*Coordinate annotation entries:*
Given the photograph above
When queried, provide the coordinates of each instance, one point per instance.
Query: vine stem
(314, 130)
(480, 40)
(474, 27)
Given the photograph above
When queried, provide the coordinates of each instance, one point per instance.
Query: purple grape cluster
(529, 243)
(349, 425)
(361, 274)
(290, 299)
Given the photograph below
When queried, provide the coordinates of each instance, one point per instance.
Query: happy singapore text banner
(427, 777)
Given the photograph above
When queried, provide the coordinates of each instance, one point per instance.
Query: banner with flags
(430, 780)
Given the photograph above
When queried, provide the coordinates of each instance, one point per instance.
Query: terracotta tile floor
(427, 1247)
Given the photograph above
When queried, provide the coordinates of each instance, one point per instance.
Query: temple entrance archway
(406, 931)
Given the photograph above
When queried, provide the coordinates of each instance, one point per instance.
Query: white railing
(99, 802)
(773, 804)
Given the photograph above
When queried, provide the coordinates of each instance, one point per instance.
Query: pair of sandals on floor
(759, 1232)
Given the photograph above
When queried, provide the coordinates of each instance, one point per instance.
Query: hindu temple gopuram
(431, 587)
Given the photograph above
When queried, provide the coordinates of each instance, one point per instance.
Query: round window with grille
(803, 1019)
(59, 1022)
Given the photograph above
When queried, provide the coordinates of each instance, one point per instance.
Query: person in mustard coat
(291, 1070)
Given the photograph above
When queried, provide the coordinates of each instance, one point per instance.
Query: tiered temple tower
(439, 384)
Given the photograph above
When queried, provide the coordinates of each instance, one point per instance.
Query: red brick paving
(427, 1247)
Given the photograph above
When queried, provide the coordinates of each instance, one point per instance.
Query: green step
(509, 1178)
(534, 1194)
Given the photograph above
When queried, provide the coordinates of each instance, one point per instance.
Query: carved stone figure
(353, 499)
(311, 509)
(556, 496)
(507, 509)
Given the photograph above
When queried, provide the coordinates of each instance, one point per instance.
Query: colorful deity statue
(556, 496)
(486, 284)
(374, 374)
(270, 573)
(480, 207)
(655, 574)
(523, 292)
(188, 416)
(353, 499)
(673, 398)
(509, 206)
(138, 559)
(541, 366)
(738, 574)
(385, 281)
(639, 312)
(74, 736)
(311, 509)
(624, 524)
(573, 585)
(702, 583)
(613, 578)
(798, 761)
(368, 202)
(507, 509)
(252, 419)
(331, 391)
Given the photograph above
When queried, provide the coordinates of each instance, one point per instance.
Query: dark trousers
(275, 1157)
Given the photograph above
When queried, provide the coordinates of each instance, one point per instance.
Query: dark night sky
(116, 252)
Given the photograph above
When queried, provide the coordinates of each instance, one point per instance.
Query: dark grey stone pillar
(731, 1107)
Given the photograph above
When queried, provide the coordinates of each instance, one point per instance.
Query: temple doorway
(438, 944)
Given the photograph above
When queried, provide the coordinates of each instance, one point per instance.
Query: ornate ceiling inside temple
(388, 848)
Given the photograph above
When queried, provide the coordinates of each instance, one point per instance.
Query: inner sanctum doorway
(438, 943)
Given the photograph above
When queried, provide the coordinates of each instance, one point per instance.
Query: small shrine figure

*The exercise:*
Write out every one of the entries above verbatim.

*Exercise output:*
Given the photograph above
When queried, provide the coordinates of each instance, one point per instance.
Query: vine stem
(314, 130)
(480, 40)
(474, 27)
Given the photograph above
When queried, provide the coordinates of each instance, one point per instance.
Query: purple grape cluster
(529, 243)
(349, 425)
(361, 274)
(290, 299)
Given the photograph below
When queried, provide the coordinates of each instance, one point per instance.
Query: happy singapore text banner
(427, 777)
Given the photograph above
When queried, provide the coordinates of each instance, one point per instance.
Query: banner with flags
(430, 780)
Given the photograph above
When queried, provide the coordinates of each instance, one point per instance.
Query: terracotta tile floor
(427, 1247)
Given the photograph above
When queried, provide the coordinates of each instance, one point per instance.
Query: temple entrance archway
(406, 931)
Given the photograph above
When queried, provide the coordinates of each instance, one point per instance.
Query: white railing
(99, 802)
(773, 804)
Given the photograph above
When queried, provide the coordinates of each instance, one point per instance.
Query: pair of sandals on floor
(759, 1232)
Given the photograph above
When queried, provide the coordinates of each instance, one point per instance.
Query: hindu temple gopuram
(431, 587)
Given the photograph above
When queried, provide the coordinates of each instance, one point per instance.
Query: round window with grille
(803, 1019)
(59, 1022)
Given the photograph above
When queried, provide the coordinates of each instance, one point per instance.
Query: person in mustard coat
(291, 1070)
Given the photograph above
When queried, provide the coordinates of each instance, one point per instance.
Query: tiered temple tower
(439, 384)
Given the photograph above
When queried, provide the coordinates of each instance, one point per instance.
Query: red brick paving
(427, 1247)
Given the photograph above
When queried, provide the coordinates of each instance, one point per instance.
Query: green step
(509, 1178)
(534, 1194)
Given the photograph above
When queried, provide the coordinates of each instance, one point per instance.
Query: carved stone figure
(353, 499)
(311, 509)
(556, 496)
(507, 509)
Given the photograph above
When queried, provide the coordinates of each instance, one point per instance.
Query: colorful deity statue
(556, 496)
(486, 284)
(374, 374)
(270, 573)
(480, 207)
(655, 574)
(523, 292)
(188, 416)
(353, 499)
(673, 398)
(509, 206)
(138, 559)
(541, 366)
(738, 574)
(385, 281)
(639, 312)
(74, 736)
(311, 509)
(624, 524)
(573, 585)
(702, 583)
(613, 578)
(798, 761)
(368, 202)
(507, 509)
(252, 419)
(331, 391)
Given the photograph above
When queried, provide the coordinates of each instance, one point per instance.
Query: dark trousers
(275, 1157)
Given the photograph above
When queried, provide the coordinates of each instance, one point per instance.
Query: dark night sky
(116, 252)
Given the photograph above
When queried, provide the coordinates of each instance, one point per instance.
Query: dark grey stone pillar
(731, 1107)
Given the photograph above
When queried, provide the coordinates of each instance, one point per instance.
Query: temple doorway
(438, 944)
Given the photograph above
When queried, provide the coordinates of each instance, one point per instance.
Query: ornate ceiling inside temple
(388, 848)
Given the photograph above
When queried, provide the coordinates of each instance, one point per instance.
Query: inner sanctum doorway
(438, 943)
Given the photograph above
When queried, provide the coordinates of each instance, one point per instance.
Query: small shrine figure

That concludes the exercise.